───── Extract

Hello,

I have a general question about modelling prior distribution for `sd`

class (group-level).

When specifying a prior distribution, P. Bürkner (1) wrote:

Each group-level effect of each grouping factor has a standard deviation parameter,

which is restricted to be non-negativeand, by default, has a half Student-t prior with 3 degrees of freedom and a scale parameter that is minimally 10.

I am confused about the part in bold. Now, If I specify a Student t Distribution with the same proprieties as above:

` plot( density ( LaplacesDemon::rst(1000, mu = 0, sigma = 10, nu = 3)))`

The prior distribution is not bounded to only positive values, And I don’t understand why it is not the case, even if posteriors of `sd`

class are supposed to be positive values (am I right?)… *But does*

[…]

which is restricted to be non-negative[…].

*means that priors are only gonna be those in the right side of the above distribution plot ?*

I am confused in how this works, and would appreciate any information about the technicalities around this. I am not sure either If I interpret correctly the quote above, so please don’t hesitate to tell me if I am wrong, I have some Bayesian knowledge, but I am far from being an expert.

I have read information on several sites, including `Stan`

's help page on prior distributions, Gelman’s page on informative priors and other sources, but did not find a satisfactory answer to my question.

──────────
───── Records

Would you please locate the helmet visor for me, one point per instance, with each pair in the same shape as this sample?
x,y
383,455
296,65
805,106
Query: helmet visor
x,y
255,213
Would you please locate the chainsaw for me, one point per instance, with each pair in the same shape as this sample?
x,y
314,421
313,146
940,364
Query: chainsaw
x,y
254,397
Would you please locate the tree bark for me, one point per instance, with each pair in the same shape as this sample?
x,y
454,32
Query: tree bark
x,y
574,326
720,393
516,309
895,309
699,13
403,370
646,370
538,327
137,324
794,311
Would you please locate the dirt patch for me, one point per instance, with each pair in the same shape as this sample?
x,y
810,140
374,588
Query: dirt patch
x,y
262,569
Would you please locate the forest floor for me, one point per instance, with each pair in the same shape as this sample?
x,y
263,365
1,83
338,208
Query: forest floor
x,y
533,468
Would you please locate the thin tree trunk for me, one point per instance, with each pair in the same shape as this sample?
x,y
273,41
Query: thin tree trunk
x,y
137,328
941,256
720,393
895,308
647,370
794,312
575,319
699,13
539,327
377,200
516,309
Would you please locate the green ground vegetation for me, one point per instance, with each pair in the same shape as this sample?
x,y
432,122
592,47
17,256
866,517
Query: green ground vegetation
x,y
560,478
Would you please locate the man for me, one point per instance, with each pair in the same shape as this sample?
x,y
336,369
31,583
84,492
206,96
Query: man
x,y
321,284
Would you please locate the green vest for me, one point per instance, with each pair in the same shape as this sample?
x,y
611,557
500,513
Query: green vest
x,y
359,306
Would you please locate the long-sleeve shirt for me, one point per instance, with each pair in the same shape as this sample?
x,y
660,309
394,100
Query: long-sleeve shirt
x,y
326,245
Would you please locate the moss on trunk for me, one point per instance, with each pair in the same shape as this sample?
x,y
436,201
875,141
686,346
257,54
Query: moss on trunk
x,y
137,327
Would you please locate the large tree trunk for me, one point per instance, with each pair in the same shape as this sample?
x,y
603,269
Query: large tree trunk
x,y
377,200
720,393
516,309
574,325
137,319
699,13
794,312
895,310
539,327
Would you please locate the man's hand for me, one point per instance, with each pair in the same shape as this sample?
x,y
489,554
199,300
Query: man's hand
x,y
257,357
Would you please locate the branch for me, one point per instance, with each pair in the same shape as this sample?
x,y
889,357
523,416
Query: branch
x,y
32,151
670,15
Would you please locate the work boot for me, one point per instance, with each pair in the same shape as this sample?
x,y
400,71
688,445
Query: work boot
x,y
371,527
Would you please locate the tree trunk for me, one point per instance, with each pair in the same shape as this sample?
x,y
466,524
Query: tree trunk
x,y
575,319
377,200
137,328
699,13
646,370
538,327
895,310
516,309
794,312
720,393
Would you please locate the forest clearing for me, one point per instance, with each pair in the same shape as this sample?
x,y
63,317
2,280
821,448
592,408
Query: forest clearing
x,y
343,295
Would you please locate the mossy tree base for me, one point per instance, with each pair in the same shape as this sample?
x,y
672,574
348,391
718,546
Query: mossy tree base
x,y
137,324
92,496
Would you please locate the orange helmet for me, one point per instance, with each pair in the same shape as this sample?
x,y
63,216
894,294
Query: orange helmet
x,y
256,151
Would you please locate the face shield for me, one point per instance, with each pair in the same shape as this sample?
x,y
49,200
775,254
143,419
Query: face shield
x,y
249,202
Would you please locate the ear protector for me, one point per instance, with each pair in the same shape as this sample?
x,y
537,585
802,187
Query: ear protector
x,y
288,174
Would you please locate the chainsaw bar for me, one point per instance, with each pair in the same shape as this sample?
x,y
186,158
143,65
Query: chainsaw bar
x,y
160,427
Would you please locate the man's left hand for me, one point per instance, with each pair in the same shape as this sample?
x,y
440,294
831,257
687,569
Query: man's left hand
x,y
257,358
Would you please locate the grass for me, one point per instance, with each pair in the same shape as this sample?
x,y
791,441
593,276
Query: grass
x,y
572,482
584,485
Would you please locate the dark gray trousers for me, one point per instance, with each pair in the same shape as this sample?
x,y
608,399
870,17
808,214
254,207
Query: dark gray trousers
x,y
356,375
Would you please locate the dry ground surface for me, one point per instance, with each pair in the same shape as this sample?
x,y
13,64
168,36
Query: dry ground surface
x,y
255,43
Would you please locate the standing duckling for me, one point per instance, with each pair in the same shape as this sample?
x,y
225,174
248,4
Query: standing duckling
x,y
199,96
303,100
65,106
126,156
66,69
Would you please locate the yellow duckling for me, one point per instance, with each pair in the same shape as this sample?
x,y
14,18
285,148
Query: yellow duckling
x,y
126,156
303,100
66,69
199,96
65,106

──────────
───── Records

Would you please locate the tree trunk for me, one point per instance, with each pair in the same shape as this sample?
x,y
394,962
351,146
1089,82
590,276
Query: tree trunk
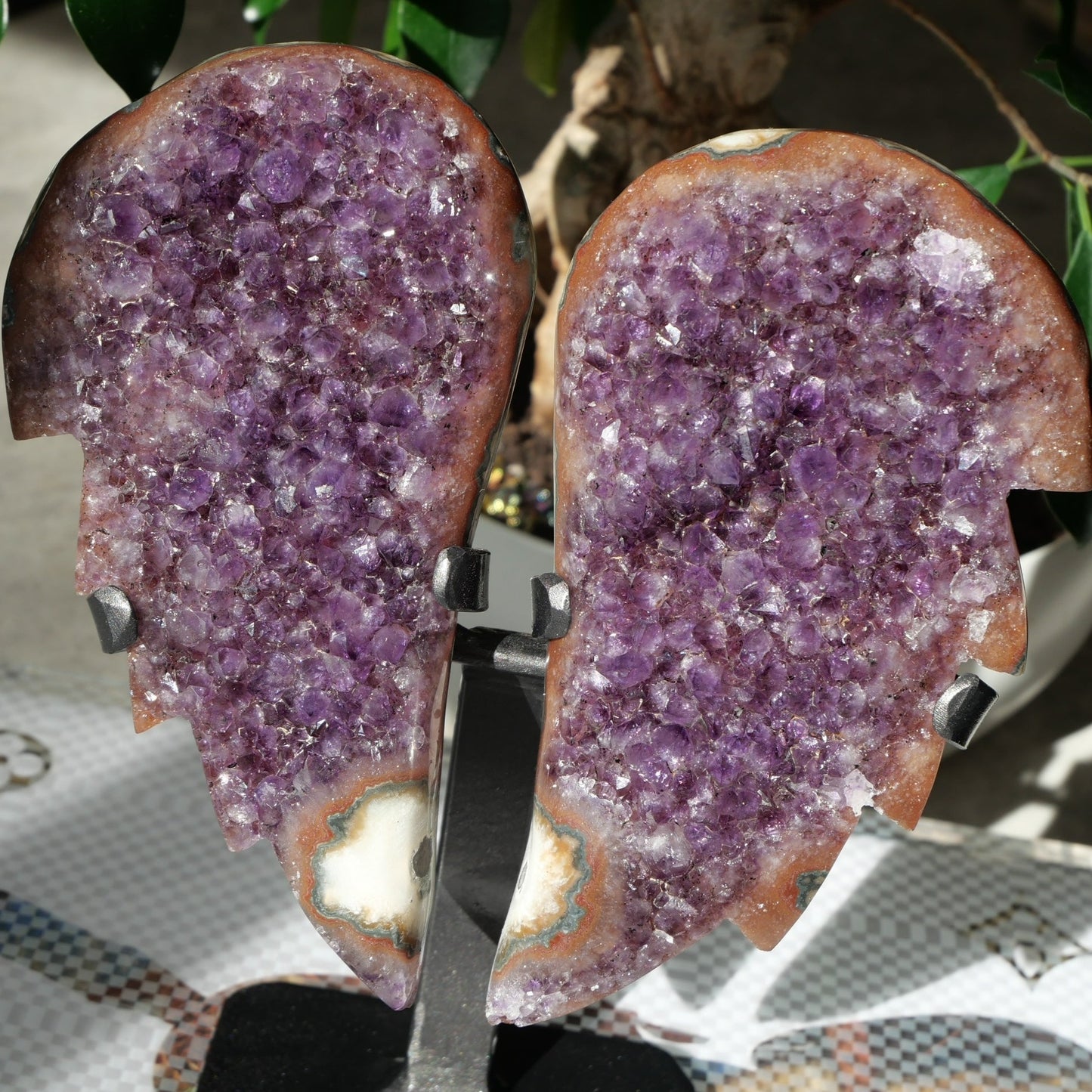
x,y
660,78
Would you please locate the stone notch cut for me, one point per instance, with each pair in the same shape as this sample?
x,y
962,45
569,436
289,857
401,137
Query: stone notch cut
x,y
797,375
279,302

──────────

What the task asks:
Answer these questions about the forum post on priors for group-level standard deviations:
1. According to the quoted passage, how many degrees of freedom does the default half Student-t prior have?
2. What value is given for sigma in the line of code the writer uses to plot a density?
3. Which two named sources does the writer say were read without finding a satisfactory answer?

Expected answer:
1. 3 degrees of freedom.
2. 10.
3. Stan's help page on prior distributions and Gelman's page on informative priors.